Eingabedaten:
━━━━━━━━━━━━━━━━━━━━

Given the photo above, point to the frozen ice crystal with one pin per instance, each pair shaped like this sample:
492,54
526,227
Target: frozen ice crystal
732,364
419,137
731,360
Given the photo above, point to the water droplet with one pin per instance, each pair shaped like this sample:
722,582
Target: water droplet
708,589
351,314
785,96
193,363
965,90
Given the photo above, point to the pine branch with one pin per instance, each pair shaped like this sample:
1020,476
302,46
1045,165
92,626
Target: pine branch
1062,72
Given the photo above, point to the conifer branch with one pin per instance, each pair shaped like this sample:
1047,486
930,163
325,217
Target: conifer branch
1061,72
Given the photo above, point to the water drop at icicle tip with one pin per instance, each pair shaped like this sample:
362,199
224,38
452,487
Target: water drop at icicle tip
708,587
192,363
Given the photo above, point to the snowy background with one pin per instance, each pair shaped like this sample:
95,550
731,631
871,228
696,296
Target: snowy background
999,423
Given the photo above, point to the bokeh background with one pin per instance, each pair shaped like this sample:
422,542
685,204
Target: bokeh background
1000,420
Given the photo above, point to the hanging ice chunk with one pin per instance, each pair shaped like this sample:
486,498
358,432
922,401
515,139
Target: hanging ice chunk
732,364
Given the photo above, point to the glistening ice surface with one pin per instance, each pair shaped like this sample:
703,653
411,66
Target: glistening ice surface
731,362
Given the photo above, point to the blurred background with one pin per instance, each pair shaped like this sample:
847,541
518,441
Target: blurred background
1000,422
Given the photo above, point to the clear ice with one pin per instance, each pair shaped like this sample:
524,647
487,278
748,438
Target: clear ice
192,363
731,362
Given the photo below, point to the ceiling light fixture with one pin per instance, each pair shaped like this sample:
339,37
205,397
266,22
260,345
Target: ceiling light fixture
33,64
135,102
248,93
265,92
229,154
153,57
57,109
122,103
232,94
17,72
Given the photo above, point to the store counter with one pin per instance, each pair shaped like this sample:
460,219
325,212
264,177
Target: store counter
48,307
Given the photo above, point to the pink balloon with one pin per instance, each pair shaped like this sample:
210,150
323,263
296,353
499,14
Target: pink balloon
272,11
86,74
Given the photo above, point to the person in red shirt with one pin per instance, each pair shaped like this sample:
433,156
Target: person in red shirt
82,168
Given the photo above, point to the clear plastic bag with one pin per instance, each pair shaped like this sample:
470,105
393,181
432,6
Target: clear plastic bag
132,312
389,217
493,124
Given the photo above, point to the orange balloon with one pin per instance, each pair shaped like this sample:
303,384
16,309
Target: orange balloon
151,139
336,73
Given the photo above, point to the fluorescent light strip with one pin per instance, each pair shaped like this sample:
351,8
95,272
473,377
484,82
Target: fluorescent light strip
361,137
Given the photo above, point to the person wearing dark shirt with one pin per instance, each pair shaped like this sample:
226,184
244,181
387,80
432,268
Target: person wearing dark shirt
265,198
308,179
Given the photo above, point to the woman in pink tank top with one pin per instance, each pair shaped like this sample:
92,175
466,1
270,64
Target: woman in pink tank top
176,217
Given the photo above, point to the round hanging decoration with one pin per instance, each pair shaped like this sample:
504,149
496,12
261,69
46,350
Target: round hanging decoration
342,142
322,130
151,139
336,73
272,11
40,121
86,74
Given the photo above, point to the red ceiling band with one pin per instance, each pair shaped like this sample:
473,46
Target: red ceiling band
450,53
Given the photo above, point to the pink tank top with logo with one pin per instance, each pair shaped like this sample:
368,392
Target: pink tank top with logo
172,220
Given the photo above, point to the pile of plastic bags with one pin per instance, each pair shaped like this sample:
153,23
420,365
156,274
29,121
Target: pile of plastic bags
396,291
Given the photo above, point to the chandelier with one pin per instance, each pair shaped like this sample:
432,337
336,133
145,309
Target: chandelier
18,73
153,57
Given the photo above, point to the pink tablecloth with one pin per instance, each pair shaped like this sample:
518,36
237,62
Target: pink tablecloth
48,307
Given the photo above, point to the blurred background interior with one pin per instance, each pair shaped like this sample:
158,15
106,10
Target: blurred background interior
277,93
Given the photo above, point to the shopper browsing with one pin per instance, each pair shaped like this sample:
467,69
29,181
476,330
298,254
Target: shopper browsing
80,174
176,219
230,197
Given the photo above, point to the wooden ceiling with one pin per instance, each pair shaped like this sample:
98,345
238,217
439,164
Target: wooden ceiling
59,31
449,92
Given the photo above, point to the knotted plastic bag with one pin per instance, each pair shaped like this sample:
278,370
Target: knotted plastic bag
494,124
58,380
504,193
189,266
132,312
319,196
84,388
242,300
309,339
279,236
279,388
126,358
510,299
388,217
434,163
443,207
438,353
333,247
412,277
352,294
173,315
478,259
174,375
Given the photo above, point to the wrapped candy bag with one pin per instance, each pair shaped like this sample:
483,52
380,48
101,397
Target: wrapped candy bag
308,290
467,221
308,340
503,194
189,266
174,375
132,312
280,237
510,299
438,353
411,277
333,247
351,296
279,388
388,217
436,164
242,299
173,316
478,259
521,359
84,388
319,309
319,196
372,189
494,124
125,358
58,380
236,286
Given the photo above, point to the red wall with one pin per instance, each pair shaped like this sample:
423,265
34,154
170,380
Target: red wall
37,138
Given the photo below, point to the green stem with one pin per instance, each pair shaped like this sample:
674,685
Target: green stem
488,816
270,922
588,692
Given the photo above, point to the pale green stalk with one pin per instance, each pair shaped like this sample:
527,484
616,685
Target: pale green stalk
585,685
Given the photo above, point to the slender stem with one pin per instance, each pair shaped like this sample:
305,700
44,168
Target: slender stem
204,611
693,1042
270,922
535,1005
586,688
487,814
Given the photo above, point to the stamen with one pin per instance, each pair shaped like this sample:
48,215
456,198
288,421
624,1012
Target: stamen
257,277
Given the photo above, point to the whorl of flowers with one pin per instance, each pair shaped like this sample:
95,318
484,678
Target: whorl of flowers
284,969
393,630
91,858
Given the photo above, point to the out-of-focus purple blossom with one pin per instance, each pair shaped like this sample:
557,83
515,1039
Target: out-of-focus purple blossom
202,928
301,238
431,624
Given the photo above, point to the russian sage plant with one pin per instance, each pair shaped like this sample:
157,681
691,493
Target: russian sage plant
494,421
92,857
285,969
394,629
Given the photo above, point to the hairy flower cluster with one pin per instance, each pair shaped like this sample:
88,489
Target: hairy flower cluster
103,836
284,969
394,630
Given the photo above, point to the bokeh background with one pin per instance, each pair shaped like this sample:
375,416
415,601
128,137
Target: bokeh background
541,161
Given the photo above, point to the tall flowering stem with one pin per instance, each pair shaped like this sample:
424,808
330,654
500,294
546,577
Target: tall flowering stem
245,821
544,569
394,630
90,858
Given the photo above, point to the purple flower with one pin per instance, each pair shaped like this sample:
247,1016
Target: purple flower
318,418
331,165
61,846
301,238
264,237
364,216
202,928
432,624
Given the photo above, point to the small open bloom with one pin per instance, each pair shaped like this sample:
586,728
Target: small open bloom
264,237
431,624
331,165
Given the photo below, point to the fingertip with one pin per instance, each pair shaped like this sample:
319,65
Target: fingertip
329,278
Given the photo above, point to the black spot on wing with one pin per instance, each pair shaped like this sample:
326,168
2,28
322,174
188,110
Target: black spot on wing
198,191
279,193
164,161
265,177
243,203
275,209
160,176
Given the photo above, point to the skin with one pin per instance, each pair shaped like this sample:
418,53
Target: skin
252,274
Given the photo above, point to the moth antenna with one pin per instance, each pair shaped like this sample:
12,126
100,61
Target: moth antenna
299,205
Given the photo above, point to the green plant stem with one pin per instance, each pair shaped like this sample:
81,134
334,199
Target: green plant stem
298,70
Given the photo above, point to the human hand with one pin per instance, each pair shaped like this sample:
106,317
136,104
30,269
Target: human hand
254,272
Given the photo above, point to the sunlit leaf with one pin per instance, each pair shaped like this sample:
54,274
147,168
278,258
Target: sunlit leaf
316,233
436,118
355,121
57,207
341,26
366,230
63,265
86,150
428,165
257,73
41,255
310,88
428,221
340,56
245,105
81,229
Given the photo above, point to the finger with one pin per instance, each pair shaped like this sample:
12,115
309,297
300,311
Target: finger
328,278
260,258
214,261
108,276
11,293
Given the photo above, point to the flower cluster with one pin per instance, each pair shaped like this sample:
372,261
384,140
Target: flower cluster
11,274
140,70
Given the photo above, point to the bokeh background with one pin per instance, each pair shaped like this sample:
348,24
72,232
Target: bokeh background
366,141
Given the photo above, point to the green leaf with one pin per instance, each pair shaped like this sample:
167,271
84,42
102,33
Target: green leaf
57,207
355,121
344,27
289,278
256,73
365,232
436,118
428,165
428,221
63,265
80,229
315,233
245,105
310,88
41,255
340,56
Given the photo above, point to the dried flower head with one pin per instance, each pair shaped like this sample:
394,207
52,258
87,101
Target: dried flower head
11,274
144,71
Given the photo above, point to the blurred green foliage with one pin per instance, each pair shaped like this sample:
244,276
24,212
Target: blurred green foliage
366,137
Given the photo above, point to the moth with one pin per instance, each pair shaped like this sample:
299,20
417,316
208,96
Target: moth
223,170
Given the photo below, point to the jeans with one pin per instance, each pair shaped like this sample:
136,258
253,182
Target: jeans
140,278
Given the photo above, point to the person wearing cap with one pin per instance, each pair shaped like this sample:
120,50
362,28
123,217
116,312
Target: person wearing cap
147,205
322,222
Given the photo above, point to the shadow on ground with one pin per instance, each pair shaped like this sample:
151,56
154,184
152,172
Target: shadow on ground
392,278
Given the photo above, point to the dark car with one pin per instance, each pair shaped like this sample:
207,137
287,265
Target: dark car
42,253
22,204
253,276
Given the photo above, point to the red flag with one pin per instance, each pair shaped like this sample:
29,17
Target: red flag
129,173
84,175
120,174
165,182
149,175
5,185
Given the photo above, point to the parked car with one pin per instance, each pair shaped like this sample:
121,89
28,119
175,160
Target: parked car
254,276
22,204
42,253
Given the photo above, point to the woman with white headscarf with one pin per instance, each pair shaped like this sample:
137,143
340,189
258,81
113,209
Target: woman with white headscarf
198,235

━━━━━━━━━━━━━━━━━━━━

Zu befolgende Anweisungen: Ordne die Zeilen ab der Zeile mit „Given the photo above, point to the green leaf“ bis einschließlich der letzten Zeile der Datensätze als nummerierte Liste an. Leerzeilen lässt du dabei weg.

Lösung der Aufgabe:
1. Given the photo above, point to the green leaf with one pin per instance, each pair shaped like this sample:
2. 167,271
3. 84,42
4. 102,33
5. Target: green leaf
6. 57,207
7. 355,121
8. 344,27
9. 289,278
10. 256,73
11. 365,232
12. 436,118
13. 428,165
14. 428,221
15. 63,265
16. 80,229
17. 315,233
18. 245,105
19. 310,88
20. 41,255
21. 340,56
22. Given the photo above, point to the dried flower head with one pin per instance, each pair shaped like this sample:
23. 394,207
24. 52,258
25. 87,101
26. Target: dried flower head
27. 11,274
28. 144,71
29. Given the photo above, point to the blurred green foliage with one pin per instance, each pair shaped like this sample:
30. 244,276
31. 24,212
32. Target: blurred green foliage
33. 366,137
34. Given the photo above, point to the moth with one pin per instance, each pair shaped like this sample:
35. 299,20
36. 417,316
37. 208,96
38. Target: moth
39. 223,170
40. Given the photo below, point to the jeans with one pin per instance, each pair shaped like this sample:
41. 136,258
42. 253,182
43. Target: jeans
44. 140,278
45. Given the photo above, point to the person wearing cap with one pin per instance, each pair shaped like this sample:
46. 120,50
47. 362,28
48. 123,217
49. 116,312
50. Target: person wearing cap
51. 147,205
52. 322,222
53. Given the photo above, point to the shadow on ground with one pin per instance, each pair shaped like this sample:
54. 151,56
55. 154,184
56. 152,172
57. Target: shadow on ground
58. 392,278
59. Given the photo above, point to the dark car with one pin per instance, each pair shaped like this sample:
60. 207,137
61. 287,265
62. Target: dark car
63. 42,253
64. 22,204
65. 253,276
66. Given the photo above, point to the red flag with one pin per instance, each pair shaped like this sample:
67. 29,17
68. Target: red flag
69. 129,173
70. 84,175
71. 120,174
72. 165,182
73. 149,175
74. 5,185
75. Given the photo above, point to the parked car with one pin per instance, each pair shaped like this sample:
76. 121,89
77. 28,119
78. 175,160
79. Target: parked car
80. 254,276
81. 22,204
82. 42,253
83. Given the photo above, point to the woman with white headscarf with one pin per instance, each pair shaped like this sample:
84. 137,143
85. 340,189
86. 258,81
87. 113,209
88. Target: woman with white headscarf
89. 198,235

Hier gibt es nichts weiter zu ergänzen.